╭──
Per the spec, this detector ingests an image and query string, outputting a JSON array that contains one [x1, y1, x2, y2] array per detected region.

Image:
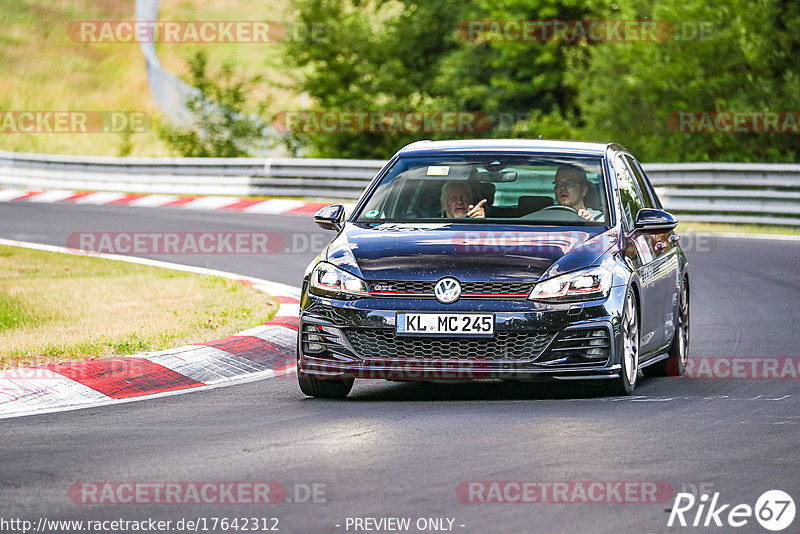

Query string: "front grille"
[[540, 327, 611, 365], [345, 329, 553, 363], [369, 280, 533, 298]]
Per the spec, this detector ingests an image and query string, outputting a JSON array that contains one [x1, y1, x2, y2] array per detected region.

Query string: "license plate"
[[395, 313, 494, 337]]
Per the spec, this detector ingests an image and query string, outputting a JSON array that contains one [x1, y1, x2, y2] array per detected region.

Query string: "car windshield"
╰──
**Work required**
Transcribe all of the data above line for line, leaving out the pictures.

**Problem solution**
Per the spec, this detector ingests an image and query string, outputting a JSON array that contains one [x1, y1, x2, y2] array per detected region.

Image:

Query string: "front grille"
[[540, 327, 611, 365], [345, 329, 553, 363], [369, 280, 533, 298]]
Per the spec, this detector ingests an image and query string, outputting a JSON array that contains one [x1, y1, x2, y2] array per detected region.

Query string: "license plate"
[[395, 313, 494, 337]]
Per the spec, this detector ingests an image and query string, outputting a JSON array that contains one [x1, y1, x2, y2] array per detected region.

Query string: "car windshield"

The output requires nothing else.